** Task directions **
Return the material below unchanged, with every line in its original order.

** Input rows **
- - - -

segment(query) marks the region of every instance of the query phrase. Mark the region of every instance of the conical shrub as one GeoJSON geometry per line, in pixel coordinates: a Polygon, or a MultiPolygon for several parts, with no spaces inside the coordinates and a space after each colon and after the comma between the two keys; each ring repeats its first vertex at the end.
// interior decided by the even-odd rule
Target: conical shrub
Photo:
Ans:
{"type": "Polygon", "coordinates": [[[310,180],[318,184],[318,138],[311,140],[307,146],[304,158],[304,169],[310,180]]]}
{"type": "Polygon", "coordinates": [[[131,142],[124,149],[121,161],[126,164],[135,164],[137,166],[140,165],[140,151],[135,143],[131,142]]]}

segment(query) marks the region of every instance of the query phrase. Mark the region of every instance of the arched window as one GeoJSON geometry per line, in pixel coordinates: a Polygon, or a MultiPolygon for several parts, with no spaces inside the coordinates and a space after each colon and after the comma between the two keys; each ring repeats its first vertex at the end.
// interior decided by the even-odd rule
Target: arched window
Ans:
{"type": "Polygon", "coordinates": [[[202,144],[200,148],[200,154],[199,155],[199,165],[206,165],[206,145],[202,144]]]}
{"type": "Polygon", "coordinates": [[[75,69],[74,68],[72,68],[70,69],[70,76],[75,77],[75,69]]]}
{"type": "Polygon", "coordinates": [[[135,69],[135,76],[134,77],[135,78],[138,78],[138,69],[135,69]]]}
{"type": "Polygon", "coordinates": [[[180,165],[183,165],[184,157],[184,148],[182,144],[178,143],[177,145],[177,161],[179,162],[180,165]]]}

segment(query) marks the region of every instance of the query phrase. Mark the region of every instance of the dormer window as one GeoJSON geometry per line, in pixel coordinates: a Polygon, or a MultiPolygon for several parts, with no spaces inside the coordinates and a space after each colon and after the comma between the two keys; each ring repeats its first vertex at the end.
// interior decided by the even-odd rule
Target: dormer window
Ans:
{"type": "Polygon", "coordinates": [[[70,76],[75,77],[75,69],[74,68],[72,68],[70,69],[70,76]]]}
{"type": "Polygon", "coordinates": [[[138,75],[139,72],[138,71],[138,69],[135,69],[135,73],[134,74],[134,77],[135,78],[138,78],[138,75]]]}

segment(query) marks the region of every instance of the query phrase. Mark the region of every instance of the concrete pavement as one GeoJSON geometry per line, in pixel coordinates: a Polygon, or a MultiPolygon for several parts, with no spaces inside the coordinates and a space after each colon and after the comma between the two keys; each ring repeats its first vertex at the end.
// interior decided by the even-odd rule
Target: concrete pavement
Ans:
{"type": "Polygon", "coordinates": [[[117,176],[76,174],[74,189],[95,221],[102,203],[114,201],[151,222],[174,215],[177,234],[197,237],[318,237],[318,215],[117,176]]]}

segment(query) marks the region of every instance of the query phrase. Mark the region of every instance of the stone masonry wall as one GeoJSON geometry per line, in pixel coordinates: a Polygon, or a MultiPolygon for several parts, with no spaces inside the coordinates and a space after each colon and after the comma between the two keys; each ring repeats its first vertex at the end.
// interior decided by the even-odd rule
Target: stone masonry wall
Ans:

- - - -

** Answer for this exercise **
segment(query) marks the region of every instance of the query phrase. Mark the region of every instance of the conical shrub as one GeoJSON geometry per line, in pixel coordinates: a Polygon, or a MultiPolygon for several parts, with no spaces inside the coordinates and a space after each colon and after the comma between the two keys; each ring repeats its first vertex at the end.
// interior decided by the even-odd rule
Target: conical shrub
Photo:
Ans:
{"type": "Polygon", "coordinates": [[[310,180],[318,184],[318,138],[311,140],[307,146],[304,158],[304,169],[310,180]]]}
{"type": "Polygon", "coordinates": [[[131,142],[124,149],[121,161],[126,164],[135,164],[137,166],[140,165],[140,151],[135,143],[131,142]]]}

segment(query) marks the region of every instance of the query phrase. Mark the region of every instance of the arched window as one GeoJSON geometry per line, in pixel coordinates: a Polygon, or a MultiPolygon for several parts, with no spaces inside the coordinates and a space after each colon and after the comma between the two keys; each ring repeats its first vertex at the end.
// interior decided by the even-odd rule
Target: arched window
Ans:
{"type": "Polygon", "coordinates": [[[202,144],[200,148],[200,154],[199,155],[199,165],[206,165],[206,145],[202,144]]]}
{"type": "Polygon", "coordinates": [[[75,69],[74,68],[72,68],[70,69],[70,76],[75,77],[75,69]]]}
{"type": "Polygon", "coordinates": [[[135,69],[135,76],[134,77],[135,78],[138,78],[138,69],[135,69]]]}
{"type": "Polygon", "coordinates": [[[180,165],[183,165],[184,157],[184,148],[182,144],[178,143],[177,145],[177,161],[179,162],[180,165]]]}

segment(query) marks the region of every instance of the query phrase. Mark the region of every instance of the dormer window as one GeoJSON geometry per line, in pixel coordinates: a Polygon, or a MultiPolygon for several parts, with no spaces inside the coordinates and a space after each colon and after the comma between the two keys; each ring repeats its first vertex at the end.
// interior decided by the even-odd rule
Target: dormer window
Ans:
{"type": "Polygon", "coordinates": [[[70,76],[75,77],[75,69],[74,68],[72,68],[70,69],[70,76]]]}
{"type": "Polygon", "coordinates": [[[138,75],[139,72],[138,71],[138,69],[135,69],[135,73],[134,74],[134,77],[135,78],[138,78],[138,75]]]}

segment(query) marks the region of every instance of the query phrase. Mark the region of every instance of the concrete pavement as one GeoJSON geometry per line, in pixel coordinates: a Polygon, or a MultiPolygon for several parts, with no spaces inside the coordinates and a space after each colon and after the comma between the two keys; each ring repeats its first vertex at the end.
// interior decided by the even-odd rule
Target: concrete pavement
Ans:
{"type": "Polygon", "coordinates": [[[117,176],[76,174],[74,189],[95,221],[102,203],[114,201],[151,222],[174,215],[177,234],[197,237],[318,237],[318,215],[117,176]]]}

segment(query) marks the region of every instance of the query phrase. Mark the region of every instance of the stone masonry wall as one GeoJSON geometry per line, in pixel coordinates: a Polygon, or a MultiPolygon for several parts, with no spaces inside the coordinates and a space after each colon and after the comma between the two keys; each ring repeats its first vertex at the end.
// interior decided by the even-odd rule
Target: stone masonry wall
Ans:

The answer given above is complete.